* [What is asked] Every line of the data must be copied exactly.

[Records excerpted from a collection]
▼▼▼

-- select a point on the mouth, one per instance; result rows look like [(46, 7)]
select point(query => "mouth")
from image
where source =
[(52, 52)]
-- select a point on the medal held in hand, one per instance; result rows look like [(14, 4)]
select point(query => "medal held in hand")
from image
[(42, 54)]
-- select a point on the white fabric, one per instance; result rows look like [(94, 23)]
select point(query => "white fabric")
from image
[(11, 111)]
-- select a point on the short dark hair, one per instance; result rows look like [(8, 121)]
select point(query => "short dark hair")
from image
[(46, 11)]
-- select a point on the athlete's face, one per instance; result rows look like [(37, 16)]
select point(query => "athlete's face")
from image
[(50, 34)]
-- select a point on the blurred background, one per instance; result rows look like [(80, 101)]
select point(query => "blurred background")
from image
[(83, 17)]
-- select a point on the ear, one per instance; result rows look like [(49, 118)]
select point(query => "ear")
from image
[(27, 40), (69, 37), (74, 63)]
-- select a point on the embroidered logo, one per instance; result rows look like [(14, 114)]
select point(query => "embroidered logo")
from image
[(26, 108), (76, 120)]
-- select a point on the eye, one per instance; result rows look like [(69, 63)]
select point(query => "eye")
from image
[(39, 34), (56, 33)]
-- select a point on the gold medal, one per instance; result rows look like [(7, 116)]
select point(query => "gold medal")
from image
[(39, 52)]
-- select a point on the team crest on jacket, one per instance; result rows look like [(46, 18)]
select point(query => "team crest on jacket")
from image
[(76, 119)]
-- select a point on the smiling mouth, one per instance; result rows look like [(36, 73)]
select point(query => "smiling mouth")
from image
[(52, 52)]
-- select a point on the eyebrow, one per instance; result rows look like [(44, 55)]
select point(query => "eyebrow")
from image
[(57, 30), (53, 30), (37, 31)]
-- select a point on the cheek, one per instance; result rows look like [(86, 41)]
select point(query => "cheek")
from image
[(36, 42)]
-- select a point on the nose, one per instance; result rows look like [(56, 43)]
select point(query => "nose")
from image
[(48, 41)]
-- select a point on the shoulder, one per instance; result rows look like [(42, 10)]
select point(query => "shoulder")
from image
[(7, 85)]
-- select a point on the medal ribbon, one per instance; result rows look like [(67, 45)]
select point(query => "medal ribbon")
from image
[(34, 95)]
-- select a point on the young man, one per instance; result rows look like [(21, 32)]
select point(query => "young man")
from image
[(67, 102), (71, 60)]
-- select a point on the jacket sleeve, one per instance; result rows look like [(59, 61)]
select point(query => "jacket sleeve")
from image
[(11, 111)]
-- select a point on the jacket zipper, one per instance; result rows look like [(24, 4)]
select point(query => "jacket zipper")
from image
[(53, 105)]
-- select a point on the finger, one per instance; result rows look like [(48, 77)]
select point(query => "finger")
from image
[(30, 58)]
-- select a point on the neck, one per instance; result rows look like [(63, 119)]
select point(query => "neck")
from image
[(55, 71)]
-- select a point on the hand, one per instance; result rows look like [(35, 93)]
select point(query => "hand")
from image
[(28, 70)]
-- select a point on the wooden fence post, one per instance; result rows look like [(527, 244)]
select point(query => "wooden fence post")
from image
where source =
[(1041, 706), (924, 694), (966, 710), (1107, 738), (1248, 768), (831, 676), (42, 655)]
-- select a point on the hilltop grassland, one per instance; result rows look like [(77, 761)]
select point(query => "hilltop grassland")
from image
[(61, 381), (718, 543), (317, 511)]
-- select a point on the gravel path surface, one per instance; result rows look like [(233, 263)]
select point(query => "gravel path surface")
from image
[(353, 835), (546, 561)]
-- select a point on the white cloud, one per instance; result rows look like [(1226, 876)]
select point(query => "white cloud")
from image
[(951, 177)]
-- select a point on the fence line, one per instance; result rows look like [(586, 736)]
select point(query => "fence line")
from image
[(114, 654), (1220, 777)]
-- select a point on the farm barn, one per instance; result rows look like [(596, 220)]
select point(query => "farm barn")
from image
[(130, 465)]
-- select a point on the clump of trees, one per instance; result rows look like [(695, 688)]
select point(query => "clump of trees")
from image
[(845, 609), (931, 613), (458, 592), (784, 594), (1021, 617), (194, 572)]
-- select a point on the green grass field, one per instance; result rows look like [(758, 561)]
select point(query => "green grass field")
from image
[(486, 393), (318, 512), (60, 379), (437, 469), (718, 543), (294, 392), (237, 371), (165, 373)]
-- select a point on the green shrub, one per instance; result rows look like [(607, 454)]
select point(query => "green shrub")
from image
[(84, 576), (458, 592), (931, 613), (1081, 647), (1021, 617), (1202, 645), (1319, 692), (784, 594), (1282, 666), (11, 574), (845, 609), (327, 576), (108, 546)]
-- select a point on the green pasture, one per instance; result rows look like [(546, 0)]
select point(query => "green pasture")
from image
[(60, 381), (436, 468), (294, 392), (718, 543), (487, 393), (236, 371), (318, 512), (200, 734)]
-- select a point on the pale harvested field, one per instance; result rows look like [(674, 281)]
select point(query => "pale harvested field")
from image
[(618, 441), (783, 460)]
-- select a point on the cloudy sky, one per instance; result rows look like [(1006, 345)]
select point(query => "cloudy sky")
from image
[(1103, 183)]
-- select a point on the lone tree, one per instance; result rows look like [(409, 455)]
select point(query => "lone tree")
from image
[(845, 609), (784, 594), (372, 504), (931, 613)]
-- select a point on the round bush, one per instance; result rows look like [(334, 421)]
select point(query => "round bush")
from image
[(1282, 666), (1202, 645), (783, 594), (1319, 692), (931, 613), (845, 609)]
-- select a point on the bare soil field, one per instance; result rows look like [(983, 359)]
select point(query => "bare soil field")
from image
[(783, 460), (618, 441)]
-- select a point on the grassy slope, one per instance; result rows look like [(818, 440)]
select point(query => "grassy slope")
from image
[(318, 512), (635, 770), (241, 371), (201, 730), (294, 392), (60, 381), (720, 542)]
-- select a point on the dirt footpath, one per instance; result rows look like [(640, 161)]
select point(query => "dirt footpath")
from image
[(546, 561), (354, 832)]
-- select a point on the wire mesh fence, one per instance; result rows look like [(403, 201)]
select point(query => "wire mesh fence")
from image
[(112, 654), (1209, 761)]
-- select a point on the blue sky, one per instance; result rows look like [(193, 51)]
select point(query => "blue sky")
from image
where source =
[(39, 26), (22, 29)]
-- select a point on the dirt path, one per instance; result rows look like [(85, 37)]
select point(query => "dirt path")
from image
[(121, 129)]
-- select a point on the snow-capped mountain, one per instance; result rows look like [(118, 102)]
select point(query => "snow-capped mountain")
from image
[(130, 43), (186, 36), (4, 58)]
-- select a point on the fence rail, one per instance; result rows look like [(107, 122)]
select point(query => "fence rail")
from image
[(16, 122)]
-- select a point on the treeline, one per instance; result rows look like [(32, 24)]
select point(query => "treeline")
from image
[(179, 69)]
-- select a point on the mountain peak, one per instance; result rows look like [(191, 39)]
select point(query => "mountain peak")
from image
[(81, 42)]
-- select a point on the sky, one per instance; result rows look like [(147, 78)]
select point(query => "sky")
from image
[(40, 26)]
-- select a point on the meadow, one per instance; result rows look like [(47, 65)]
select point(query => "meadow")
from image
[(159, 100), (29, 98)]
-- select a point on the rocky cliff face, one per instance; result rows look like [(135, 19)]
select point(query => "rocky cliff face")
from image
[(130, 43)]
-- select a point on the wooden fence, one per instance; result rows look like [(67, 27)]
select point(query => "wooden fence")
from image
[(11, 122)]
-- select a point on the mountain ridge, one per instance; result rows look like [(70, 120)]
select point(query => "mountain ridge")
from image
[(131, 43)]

▲▲▲

* [Reply to the exercise]
-- select a point on the mouth, one per instance; result rows look like [(46, 7)]
select point(query => "mouth")
from image
where source =
[(52, 52)]
-- select a point on the medal held in hand, one per instance; result rows look like [(14, 4)]
select point(query => "medal held in hand")
from image
[(42, 54)]
-- select a point on the white fabric, one per instance; result rows look like [(94, 23)]
select point(query => "white fabric")
from image
[(11, 111)]
-- select a point on the short dark hair, one per instance; result rows look like [(8, 121)]
select point(query => "short dark hair")
from image
[(46, 11)]
-- select a point on the athlete's face, one per instance; result rows look like [(37, 16)]
select point(query => "athlete's face")
from image
[(50, 34)]
-- select a point on the blurred background, one per instance; result rows look like [(80, 101)]
select point(query => "blurred background")
from image
[(83, 17)]
-- select a point on the ear, one per instance; result rows look like [(49, 118)]
select point(query => "ear")
from image
[(27, 40), (69, 37), (74, 63)]
-- select a point on the embroidered logo, one per instance; result rows look like [(14, 114)]
select point(query => "embroidered logo")
from image
[(26, 108), (76, 120)]
-- select a point on the eye, one per instance; result rows look like [(69, 63)]
select point(query => "eye")
from image
[(39, 34), (56, 33)]
-- select a point on the gold medal, one per instance; result rows look like [(7, 116)]
select point(query => "gold medal")
from image
[(39, 52)]
-- select a point on the team crest on jacket, one per instance; result rows look like [(46, 18)]
select point(query => "team crest on jacket")
from image
[(76, 119)]
-- select a point on the smiling mouth, one per instance; result rows look like [(36, 73)]
select point(query => "smiling mouth")
from image
[(52, 52)]
-- select a point on the eyebrow, one per instance; result rows look like [(44, 55)]
select point(query => "eyebrow")
from image
[(57, 30), (53, 30), (37, 31)]
-- select a point on the cheek, one per instance; result rows look like [(86, 41)]
select point(query => "cheek")
from image
[(36, 42)]
-- select a point on the nose, one per instance; result rows look like [(56, 43)]
select point(query => "nose")
from image
[(48, 41)]
-- select a point on the shoulder, one per instance; result rows look like [(42, 10)]
select point(query => "shoulder")
from image
[(7, 85)]
-- select a point on the medal ribbon, one per instance; result rows look like [(67, 45)]
select point(query => "medal ribbon")
from image
[(34, 95)]
-- select a point on the young man, one per instance; result rows look like [(21, 32)]
select point(query => "young man")
from image
[(67, 102), (71, 60)]
-- select a point on the jacket sleeve, one per instance; result rows look like [(59, 61)]
select point(query => "jacket sleeve")
from image
[(11, 111)]
-- select a point on the jacket zipper, one per instance; result rows look like [(24, 4)]
select point(query => "jacket zipper")
from image
[(53, 105)]
-- select a point on the finger, one per instance; result rows look like [(48, 77)]
select point(query => "finger")
from image
[(30, 58)]
-- select a point on the neck, one per instance; result rows look like [(63, 119)]
select point(query => "neck")
from image
[(55, 71)]
-- select a point on the hand, one per instance; result rows look like [(35, 93)]
select point(query => "hand")
from image
[(28, 70)]
-- select a point on the wooden fence post, one per instance; result rows look like [(527, 244)]
select point(query => "wooden fence post")
from image
where source =
[(1041, 706), (924, 694), (966, 710), (1107, 738), (1248, 768), (831, 676), (42, 655)]
-- select a point on the hilltop grassland, one per instance; result rows look like [(77, 761)]
select point(query => "hilltop grassland")
from image
[(61, 381), (718, 543), (317, 511)]
-- select a point on the gravel path surface, one per instance; result rows look like [(233, 263)]
select point(query => "gravel path surface")
from image
[(353, 835), (546, 561)]
-- select a point on the white cloud, one per instance; result rows look like [(1226, 876)]
select point(query => "white cloud")
from image
[(951, 177)]
-- select a point on the fence line, one per instance; result rows look like [(586, 736)]
select point(query => "fence line")
from image
[(114, 654), (1220, 777)]
-- select a point on the farm barn, one per instance; result rows look like [(596, 220)]
select point(query => "farm barn")
from image
[(130, 465)]
-- select a point on the clump of trees, one per instance; result rows look like [(695, 688)]
select point(query => "clump of trees")
from image
[(845, 609), (931, 613), (458, 592), (784, 594), (1021, 617), (194, 572)]
-- select a point on the green grass field, one per instance; result rows look like [(758, 561)]
select point(query => "green grass field")
from image
[(486, 393), (318, 512), (60, 379), (437, 469), (718, 543), (294, 392), (237, 371), (165, 373)]
-- select a point on the green shrub, one per instance; result rows look like [(607, 454)]
select point(query => "green shrub")
from image
[(84, 576), (458, 592), (931, 613), (1081, 647), (1021, 617), (1202, 645), (1319, 692), (784, 594), (1282, 666), (11, 574), (845, 609), (327, 576), (108, 546)]
-- select a point on the green pasture, one per instance; result rows look like [(546, 0)]
select point(query => "green pasture")
from image
[(60, 381), (436, 468), (294, 392), (718, 543), (487, 393), (236, 371), (318, 512), (200, 734)]
-- select a point on the pale harvested field, one per instance; result rows look like [(674, 281)]
select point(query => "pale harvested field")
from image
[(618, 441), (783, 460)]
-- select a point on the cloudy sky, one per instance; result rows look like [(1006, 345)]
select point(query => "cloudy sky")
from image
[(1103, 183)]
-- select a point on the lone tree, one per instance; result rows look like [(409, 455)]
select point(query => "lone tree")
from image
[(845, 609), (784, 594), (372, 504), (931, 613)]
-- select a point on the round bush, one per instance; result rows look like [(334, 421)]
select point(query => "round bush")
from image
[(1282, 666), (1202, 645), (783, 594), (1319, 692), (931, 613), (845, 609)]
-- select a point on the bare soil field, one per instance; result rows look like [(983, 359)]
select point(query => "bare soil field")
from image
[(783, 460), (618, 441)]
-- select a point on the grassy slope, one per instance; result rows look like [(818, 440)]
select point(query => "grassy slope")
from image
[(318, 512), (635, 770), (241, 371), (201, 730), (294, 392), (60, 381), (720, 542)]
-- select a point on the dirt footpath, one per instance; result rows look like [(640, 161)]
select point(query => "dirt footpath")
from image
[(546, 561), (354, 832)]
-- select a point on the wire mesh fence, one per instance; result rows look like [(403, 201)]
select point(query => "wire mesh fence")
from image
[(112, 654), (1209, 761)]
-- select a point on the blue sky, one per instance; result rows look like [(193, 51)]
select point(query => "blue sky")
from image
where source =
[(39, 26), (22, 29)]
-- select a point on the dirt path, one per instance; result rows look like [(85, 37)]
select point(query => "dirt path")
from image
[(121, 129)]
-- select a point on the snow-capped mountain, one per instance; result rows look like [(118, 102)]
select point(query => "snow-capped mountain")
from image
[(130, 43), (186, 36), (4, 58)]
-- select a point on the fence rail, one per instance; result rows look like [(107, 122)]
select point(query => "fence rail")
from image
[(16, 122)]
-- select a point on the treeline, one per instance; result rows look like [(32, 24)]
select point(query => "treeline")
from image
[(179, 69)]
-- select a point on the mountain peak, one per instance; result rows look like [(191, 39)]
select point(query => "mountain peak")
from image
[(81, 42)]
-- select a point on the sky, one per instance; result rows look like [(147, 78)]
select point(query => "sky")
from image
[(40, 26)]
-- select a point on the meadow, one per instance; result rows look like [(47, 65)]
select point(query => "meadow")
from image
[(159, 100), (29, 98)]
-- select a point on the rocky cliff face, one per instance; result rows look like [(135, 19)]
select point(query => "rocky cliff face")
from image
[(130, 43)]
-- select a point on the wooden fence, one per instance; result rows look like [(67, 27)]
select point(query => "wooden fence")
from image
[(11, 122)]
-- select a point on the mountain ridge, one per instance; result rows look like [(70, 120)]
select point(query => "mountain ridge")
from image
[(131, 43)]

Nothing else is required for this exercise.